▸ GOAL OF THE EXERCISE
Of all the entries below, retype only the lines from the one with "Return one point per instance of the stovetop" through the one with "Return one point per instance of the kitchen island", exactly as they appear.

Segment Start: DATA SHOWN

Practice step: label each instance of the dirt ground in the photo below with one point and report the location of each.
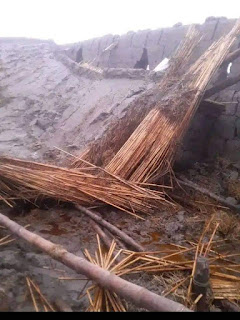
(62, 224)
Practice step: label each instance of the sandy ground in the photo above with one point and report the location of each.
(66, 226)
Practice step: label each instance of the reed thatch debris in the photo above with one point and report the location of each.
(138, 295)
(89, 186)
(149, 149)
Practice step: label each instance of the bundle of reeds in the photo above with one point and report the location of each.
(150, 150)
(89, 186)
(102, 299)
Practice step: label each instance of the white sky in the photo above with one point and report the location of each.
(67, 21)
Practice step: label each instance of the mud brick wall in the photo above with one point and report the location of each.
(149, 47)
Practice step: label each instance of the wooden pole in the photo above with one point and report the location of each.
(138, 295)
(221, 86)
(201, 283)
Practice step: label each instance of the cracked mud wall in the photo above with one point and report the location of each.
(160, 44)
(47, 99)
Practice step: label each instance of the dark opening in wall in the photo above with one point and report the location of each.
(79, 56)
(143, 62)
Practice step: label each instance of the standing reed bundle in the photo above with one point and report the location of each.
(149, 152)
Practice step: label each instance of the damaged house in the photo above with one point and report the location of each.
(119, 164)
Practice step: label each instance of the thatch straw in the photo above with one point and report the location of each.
(150, 150)
(91, 185)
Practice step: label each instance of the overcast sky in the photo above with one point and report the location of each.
(67, 21)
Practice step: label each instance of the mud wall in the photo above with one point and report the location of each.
(147, 48)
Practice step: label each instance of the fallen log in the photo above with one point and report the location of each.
(221, 86)
(201, 283)
(187, 183)
(138, 295)
(128, 240)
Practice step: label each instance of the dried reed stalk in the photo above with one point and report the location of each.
(88, 186)
(150, 150)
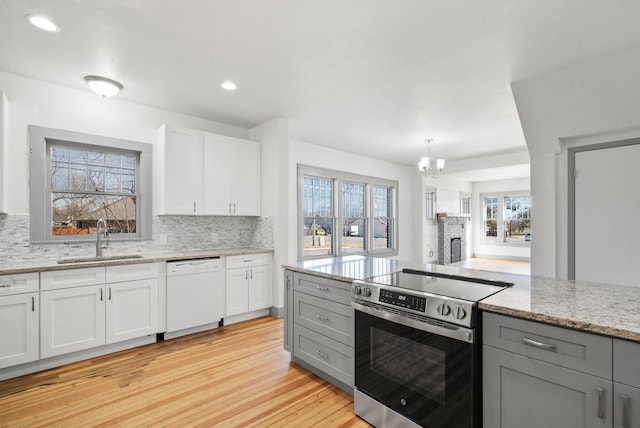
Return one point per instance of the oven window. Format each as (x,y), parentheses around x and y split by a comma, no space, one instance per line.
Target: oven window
(408,362)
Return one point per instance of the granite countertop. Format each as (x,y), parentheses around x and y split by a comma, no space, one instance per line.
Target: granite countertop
(611,310)
(12,268)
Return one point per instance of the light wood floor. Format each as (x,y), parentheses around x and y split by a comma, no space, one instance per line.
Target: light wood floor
(234,376)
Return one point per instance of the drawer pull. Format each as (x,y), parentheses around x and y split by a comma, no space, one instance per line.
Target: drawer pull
(541,345)
(323,355)
(601,401)
(626,411)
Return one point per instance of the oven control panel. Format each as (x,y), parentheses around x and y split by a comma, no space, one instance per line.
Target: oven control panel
(456,311)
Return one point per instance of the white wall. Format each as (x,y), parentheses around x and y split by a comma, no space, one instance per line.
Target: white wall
(593,102)
(495,250)
(407,177)
(33,102)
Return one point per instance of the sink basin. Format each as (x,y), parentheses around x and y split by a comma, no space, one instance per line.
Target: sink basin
(100,259)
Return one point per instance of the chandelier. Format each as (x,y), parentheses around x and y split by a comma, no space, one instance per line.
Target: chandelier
(425,164)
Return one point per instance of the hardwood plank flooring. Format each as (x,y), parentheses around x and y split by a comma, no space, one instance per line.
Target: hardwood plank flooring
(234,376)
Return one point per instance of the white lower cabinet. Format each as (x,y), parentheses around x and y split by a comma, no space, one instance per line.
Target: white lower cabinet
(19,318)
(73,319)
(132,310)
(248,284)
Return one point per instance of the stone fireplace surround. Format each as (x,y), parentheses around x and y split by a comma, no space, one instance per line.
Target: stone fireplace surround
(451,226)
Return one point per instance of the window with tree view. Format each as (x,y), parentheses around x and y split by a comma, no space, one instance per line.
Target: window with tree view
(507,218)
(318,215)
(89,183)
(361,209)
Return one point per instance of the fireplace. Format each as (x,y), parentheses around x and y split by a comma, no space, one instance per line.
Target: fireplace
(454,231)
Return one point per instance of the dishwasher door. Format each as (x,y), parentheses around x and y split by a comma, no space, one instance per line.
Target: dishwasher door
(195,293)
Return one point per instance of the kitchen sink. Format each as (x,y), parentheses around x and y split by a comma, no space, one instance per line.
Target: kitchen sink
(100,259)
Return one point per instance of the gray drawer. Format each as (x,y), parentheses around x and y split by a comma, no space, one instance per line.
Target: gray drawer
(326,317)
(337,291)
(587,353)
(626,368)
(330,356)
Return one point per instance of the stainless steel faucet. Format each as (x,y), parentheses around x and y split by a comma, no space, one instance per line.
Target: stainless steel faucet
(99,245)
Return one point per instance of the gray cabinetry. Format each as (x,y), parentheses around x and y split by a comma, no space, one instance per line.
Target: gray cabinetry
(626,384)
(536,375)
(319,319)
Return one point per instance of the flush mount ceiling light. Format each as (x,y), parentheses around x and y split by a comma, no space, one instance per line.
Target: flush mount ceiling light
(103,86)
(425,164)
(229,86)
(43,23)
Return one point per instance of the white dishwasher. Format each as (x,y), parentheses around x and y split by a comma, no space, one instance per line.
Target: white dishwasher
(195,295)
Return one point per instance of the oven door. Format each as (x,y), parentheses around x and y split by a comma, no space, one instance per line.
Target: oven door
(424,376)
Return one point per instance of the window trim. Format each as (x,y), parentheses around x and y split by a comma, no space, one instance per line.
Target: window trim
(501,218)
(338,178)
(39,182)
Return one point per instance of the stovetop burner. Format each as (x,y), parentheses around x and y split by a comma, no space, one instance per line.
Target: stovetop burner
(459,287)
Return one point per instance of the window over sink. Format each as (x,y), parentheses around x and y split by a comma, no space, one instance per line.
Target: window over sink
(76,179)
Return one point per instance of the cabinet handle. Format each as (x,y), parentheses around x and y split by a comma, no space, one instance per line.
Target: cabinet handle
(541,345)
(626,411)
(323,355)
(601,403)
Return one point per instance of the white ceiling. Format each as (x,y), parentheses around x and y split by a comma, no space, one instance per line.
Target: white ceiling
(375,77)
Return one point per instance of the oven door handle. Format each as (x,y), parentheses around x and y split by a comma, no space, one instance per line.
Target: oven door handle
(452,332)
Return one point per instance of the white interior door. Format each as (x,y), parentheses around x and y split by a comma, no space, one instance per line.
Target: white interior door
(607,210)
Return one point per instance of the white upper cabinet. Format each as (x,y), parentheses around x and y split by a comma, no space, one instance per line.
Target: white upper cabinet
(179,171)
(231,176)
(199,173)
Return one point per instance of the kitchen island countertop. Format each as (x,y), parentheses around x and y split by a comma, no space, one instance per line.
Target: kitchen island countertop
(606,309)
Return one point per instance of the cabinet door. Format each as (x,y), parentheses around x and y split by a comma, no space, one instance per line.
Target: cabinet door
(132,310)
(179,175)
(626,406)
(19,333)
(522,392)
(259,289)
(288,310)
(219,165)
(246,192)
(237,297)
(72,319)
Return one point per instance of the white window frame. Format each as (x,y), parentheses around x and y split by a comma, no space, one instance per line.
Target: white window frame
(338,178)
(40,182)
(500,238)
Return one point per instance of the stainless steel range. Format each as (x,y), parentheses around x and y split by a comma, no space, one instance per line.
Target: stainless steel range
(417,354)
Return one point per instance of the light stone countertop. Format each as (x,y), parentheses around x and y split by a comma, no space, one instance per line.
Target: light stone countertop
(611,310)
(12,268)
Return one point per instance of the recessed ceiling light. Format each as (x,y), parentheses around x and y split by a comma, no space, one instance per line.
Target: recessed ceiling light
(103,86)
(43,23)
(229,86)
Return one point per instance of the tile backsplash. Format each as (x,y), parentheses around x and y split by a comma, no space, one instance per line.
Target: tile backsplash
(170,233)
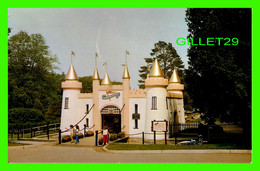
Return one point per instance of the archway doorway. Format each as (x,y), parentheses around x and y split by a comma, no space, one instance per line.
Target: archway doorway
(111,118)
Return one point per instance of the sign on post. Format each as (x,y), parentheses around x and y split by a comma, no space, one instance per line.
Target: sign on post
(160,126)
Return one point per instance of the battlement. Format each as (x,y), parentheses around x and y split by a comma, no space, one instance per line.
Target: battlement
(156,82)
(175,87)
(71,85)
(85,96)
(137,93)
(110,87)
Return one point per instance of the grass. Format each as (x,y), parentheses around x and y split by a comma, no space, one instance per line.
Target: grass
(35,140)
(123,146)
(12,144)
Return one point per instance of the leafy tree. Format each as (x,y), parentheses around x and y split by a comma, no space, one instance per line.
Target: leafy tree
(219,77)
(167,57)
(86,84)
(32,82)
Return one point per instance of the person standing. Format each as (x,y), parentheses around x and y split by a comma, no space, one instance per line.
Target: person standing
(105,134)
(71,129)
(77,134)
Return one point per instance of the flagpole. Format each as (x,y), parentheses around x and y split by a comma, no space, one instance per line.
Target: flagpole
(96,60)
(71,58)
(125,58)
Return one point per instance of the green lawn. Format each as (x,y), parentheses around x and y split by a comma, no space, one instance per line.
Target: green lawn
(11,144)
(123,146)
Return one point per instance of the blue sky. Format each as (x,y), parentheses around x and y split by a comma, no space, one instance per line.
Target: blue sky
(108,31)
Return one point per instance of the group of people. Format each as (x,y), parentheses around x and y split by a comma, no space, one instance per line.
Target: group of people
(74,132)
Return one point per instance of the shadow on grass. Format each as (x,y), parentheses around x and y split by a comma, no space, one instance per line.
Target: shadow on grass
(124,146)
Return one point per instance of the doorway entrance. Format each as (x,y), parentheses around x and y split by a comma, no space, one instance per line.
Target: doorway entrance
(111,118)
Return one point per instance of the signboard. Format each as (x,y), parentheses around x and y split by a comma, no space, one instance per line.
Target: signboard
(110,94)
(159,126)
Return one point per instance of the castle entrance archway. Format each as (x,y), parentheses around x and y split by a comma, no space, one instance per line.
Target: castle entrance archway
(111,118)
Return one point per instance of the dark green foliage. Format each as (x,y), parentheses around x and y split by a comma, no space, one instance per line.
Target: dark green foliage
(219,77)
(167,57)
(86,84)
(32,82)
(22,116)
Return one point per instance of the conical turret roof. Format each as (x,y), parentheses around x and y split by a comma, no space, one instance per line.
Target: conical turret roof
(126,73)
(106,80)
(96,75)
(174,78)
(156,70)
(71,75)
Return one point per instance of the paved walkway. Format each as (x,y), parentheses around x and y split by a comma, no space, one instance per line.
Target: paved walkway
(86,152)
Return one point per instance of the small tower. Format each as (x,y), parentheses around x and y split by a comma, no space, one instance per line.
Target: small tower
(95,87)
(71,88)
(155,99)
(106,80)
(126,88)
(175,99)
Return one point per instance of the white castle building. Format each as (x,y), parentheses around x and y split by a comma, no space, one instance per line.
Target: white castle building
(121,108)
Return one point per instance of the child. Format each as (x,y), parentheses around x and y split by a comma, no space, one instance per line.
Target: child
(105,133)
(77,134)
(71,132)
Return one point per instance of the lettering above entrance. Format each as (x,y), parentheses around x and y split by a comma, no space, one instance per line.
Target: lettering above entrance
(110,94)
(110,110)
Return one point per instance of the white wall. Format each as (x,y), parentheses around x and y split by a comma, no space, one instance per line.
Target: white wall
(69,116)
(118,101)
(82,110)
(160,114)
(141,110)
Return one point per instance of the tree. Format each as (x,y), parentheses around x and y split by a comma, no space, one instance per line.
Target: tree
(86,84)
(32,82)
(167,57)
(219,77)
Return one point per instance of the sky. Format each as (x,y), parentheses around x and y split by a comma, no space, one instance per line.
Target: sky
(108,31)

Segment End: DATA SHOWN

▸ OUTPUT BELOW
Return one point per instance of the stovetop burner. Format each as (x,y), parentheses around x and y split by a comma, no space, one instance per line.
Target: stovetop burner
(459,287)
Return one point per instance of the window over sink. Format each as (x,y), parentheses around x and y split by a comma, no space, one instance per line.
Target: window over sink
(76,179)
Return one point per instance of the cabinet handle. Format each as (x,y), parentheses around x and y split by a comma, no space, one instance per line.
Target: cabinet handle
(541,345)
(626,411)
(323,355)
(601,403)
Return one point per instance of the white ceiling. Format each as (x,y), parentheses around x and y split by a comma, no space, one instance per line.
Target: white ceiling
(375,77)
Return one point per instance of the oven door handle. Format each as (x,y), parentheses around x and y split by a comma, no space, one instance per line.
Target: oven door handle
(452,332)
Return one point per instance of the white interior door. Format each as (x,y), parentheses around x and y split by a comma, no space, one instance per line.
Target: white interior door
(607,210)
Return one point per instance of the white upper cabinet. Format each as (x,y), parentheses around x and y split by a comma, no space, one instance per line.
Target: white upper cabinet
(179,171)
(231,176)
(199,173)
Return one point per instance of the kitchen island countertop. Format each as (x,y), parentheses around x and y split by a comma, no space, one instance per line.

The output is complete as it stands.